++++ Dataset records ++++

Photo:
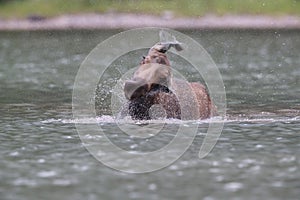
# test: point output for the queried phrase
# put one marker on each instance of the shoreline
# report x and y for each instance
(128, 21)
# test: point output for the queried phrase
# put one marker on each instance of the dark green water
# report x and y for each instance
(256, 157)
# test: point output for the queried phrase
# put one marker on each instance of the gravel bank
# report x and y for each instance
(127, 21)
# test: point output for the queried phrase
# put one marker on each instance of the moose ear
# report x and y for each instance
(178, 47)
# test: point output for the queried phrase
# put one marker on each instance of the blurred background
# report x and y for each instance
(48, 8)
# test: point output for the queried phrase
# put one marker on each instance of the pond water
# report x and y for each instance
(256, 157)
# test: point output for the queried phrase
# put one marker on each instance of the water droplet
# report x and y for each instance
(152, 186)
(233, 186)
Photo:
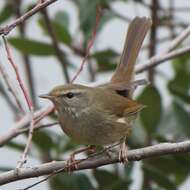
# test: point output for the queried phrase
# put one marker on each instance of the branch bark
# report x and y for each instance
(96, 161)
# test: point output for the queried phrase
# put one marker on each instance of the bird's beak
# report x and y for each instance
(46, 96)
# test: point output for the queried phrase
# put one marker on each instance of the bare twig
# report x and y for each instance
(10, 87)
(55, 43)
(156, 60)
(40, 5)
(28, 101)
(24, 91)
(97, 161)
(26, 59)
(21, 126)
(90, 44)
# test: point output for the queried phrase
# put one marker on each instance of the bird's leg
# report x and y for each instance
(123, 151)
(72, 163)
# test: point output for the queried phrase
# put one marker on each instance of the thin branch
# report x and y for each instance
(26, 59)
(14, 66)
(156, 60)
(28, 101)
(59, 54)
(90, 44)
(11, 87)
(40, 5)
(9, 101)
(23, 125)
(96, 161)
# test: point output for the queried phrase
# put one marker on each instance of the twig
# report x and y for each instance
(21, 126)
(9, 101)
(24, 91)
(23, 159)
(40, 5)
(90, 44)
(26, 59)
(97, 161)
(10, 87)
(59, 53)
(156, 60)
(28, 101)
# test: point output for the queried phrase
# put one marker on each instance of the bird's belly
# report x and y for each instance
(95, 132)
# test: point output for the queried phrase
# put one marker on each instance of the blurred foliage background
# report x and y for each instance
(159, 122)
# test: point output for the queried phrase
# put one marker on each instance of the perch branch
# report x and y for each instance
(96, 161)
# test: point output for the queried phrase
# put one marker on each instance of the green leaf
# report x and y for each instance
(72, 181)
(87, 18)
(158, 177)
(151, 115)
(106, 59)
(110, 181)
(175, 166)
(180, 86)
(15, 145)
(62, 18)
(61, 32)
(32, 47)
(183, 117)
(6, 13)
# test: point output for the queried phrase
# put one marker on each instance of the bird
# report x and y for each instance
(103, 115)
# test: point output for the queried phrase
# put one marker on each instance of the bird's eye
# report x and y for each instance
(69, 95)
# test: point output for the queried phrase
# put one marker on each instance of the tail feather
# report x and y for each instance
(137, 31)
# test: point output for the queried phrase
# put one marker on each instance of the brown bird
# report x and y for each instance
(103, 115)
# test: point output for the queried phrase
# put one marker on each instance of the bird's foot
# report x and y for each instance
(123, 152)
(72, 163)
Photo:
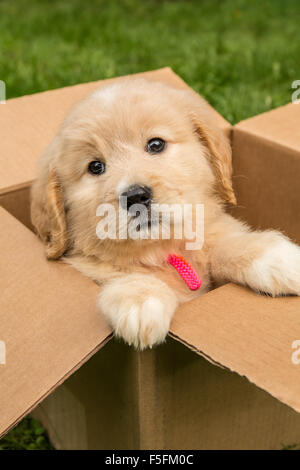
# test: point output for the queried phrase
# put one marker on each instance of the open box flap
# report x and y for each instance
(280, 126)
(51, 326)
(48, 321)
(248, 333)
(28, 124)
(266, 164)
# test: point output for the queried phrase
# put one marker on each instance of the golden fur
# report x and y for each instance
(140, 290)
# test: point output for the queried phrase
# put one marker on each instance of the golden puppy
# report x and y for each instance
(150, 144)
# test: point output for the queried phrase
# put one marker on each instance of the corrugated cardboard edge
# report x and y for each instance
(288, 395)
(59, 382)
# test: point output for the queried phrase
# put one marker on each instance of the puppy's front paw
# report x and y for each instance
(277, 270)
(139, 308)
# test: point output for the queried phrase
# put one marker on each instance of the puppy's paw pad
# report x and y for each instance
(154, 324)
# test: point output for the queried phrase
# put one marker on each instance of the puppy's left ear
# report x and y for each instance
(48, 213)
(219, 156)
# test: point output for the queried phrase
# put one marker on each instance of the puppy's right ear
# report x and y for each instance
(48, 213)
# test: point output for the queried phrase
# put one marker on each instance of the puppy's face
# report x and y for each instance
(132, 143)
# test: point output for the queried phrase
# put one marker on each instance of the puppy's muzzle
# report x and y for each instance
(136, 194)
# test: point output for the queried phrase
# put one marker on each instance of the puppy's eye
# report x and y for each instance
(96, 167)
(155, 145)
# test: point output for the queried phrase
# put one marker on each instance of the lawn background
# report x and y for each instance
(241, 55)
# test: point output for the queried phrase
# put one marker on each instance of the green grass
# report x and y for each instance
(242, 55)
(28, 435)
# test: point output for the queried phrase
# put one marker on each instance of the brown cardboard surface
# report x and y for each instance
(28, 124)
(165, 398)
(248, 333)
(48, 320)
(266, 166)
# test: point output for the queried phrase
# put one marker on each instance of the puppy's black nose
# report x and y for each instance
(136, 195)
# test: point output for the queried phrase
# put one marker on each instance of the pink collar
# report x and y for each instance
(186, 271)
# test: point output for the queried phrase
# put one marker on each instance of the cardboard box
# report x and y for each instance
(232, 394)
(266, 159)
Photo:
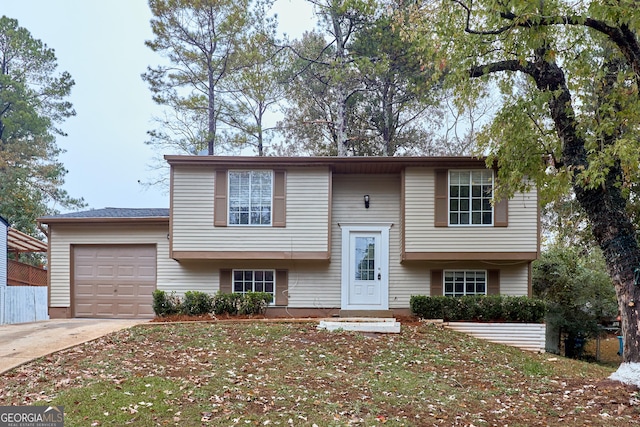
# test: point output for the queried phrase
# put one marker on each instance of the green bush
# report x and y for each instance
(479, 308)
(166, 304)
(225, 303)
(254, 302)
(197, 303)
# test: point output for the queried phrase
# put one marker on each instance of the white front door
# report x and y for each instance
(365, 258)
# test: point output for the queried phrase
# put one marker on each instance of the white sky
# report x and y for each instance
(101, 44)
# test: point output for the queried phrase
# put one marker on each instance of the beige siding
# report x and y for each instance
(422, 236)
(348, 207)
(170, 275)
(514, 279)
(307, 196)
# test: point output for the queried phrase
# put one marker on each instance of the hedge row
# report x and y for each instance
(196, 303)
(492, 308)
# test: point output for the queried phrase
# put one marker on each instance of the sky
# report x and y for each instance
(101, 44)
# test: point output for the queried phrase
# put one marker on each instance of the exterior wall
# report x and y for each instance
(307, 204)
(318, 285)
(422, 236)
(171, 276)
(514, 276)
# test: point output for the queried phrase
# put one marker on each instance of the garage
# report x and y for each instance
(113, 281)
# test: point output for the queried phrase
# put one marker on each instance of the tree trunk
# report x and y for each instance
(605, 206)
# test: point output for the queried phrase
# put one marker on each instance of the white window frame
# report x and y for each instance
(232, 198)
(470, 200)
(453, 293)
(253, 281)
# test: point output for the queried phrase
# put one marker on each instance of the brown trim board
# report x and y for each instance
(470, 256)
(250, 255)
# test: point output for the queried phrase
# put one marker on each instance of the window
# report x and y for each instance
(470, 194)
(250, 197)
(254, 281)
(465, 282)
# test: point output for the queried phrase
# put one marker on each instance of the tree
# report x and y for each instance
(325, 80)
(198, 37)
(568, 75)
(32, 104)
(578, 292)
(398, 90)
(358, 88)
(254, 86)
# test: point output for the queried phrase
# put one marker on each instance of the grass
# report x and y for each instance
(256, 373)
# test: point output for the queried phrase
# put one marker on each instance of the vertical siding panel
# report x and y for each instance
(493, 282)
(279, 199)
(436, 283)
(226, 282)
(441, 201)
(282, 288)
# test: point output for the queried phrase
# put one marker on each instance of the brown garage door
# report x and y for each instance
(114, 280)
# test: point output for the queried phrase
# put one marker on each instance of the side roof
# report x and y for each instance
(160, 215)
(346, 165)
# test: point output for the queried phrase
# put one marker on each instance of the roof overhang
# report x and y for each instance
(104, 220)
(347, 165)
(17, 241)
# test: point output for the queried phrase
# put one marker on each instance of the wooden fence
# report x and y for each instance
(19, 274)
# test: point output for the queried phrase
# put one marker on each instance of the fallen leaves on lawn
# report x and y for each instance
(293, 374)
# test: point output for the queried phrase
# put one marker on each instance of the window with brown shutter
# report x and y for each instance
(442, 203)
(221, 199)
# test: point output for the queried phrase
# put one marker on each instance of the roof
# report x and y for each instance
(354, 164)
(17, 241)
(110, 215)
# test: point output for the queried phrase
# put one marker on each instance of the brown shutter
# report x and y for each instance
(279, 199)
(436, 283)
(282, 287)
(220, 199)
(225, 282)
(493, 282)
(442, 195)
(501, 213)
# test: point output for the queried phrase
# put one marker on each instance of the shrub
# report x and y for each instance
(166, 304)
(479, 308)
(254, 302)
(225, 303)
(197, 303)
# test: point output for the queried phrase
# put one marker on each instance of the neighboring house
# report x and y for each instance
(325, 235)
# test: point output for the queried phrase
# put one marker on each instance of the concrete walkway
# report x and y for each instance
(24, 342)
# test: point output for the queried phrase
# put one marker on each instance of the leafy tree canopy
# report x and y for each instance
(566, 74)
(32, 105)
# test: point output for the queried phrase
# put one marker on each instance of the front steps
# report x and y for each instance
(382, 325)
(366, 313)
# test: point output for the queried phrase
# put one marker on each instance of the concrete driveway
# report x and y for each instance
(27, 341)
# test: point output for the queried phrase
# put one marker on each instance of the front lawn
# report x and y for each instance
(259, 373)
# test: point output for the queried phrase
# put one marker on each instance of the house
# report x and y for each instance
(326, 235)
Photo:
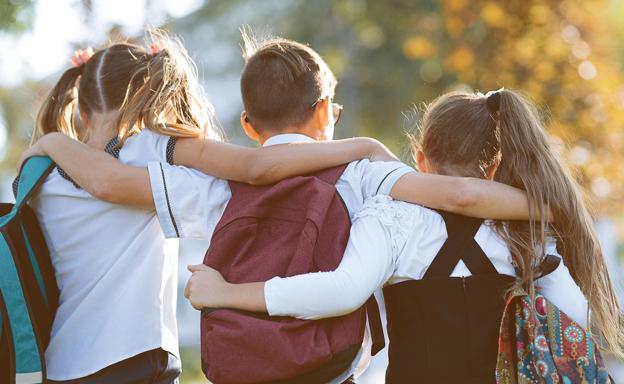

++++

What the task asks:
Locate every line in the entries above that contains the string "twig", and copy each such line in full.

Reply:
# put one marker on each instance of the bare twig
# put one marker on each instance of the twig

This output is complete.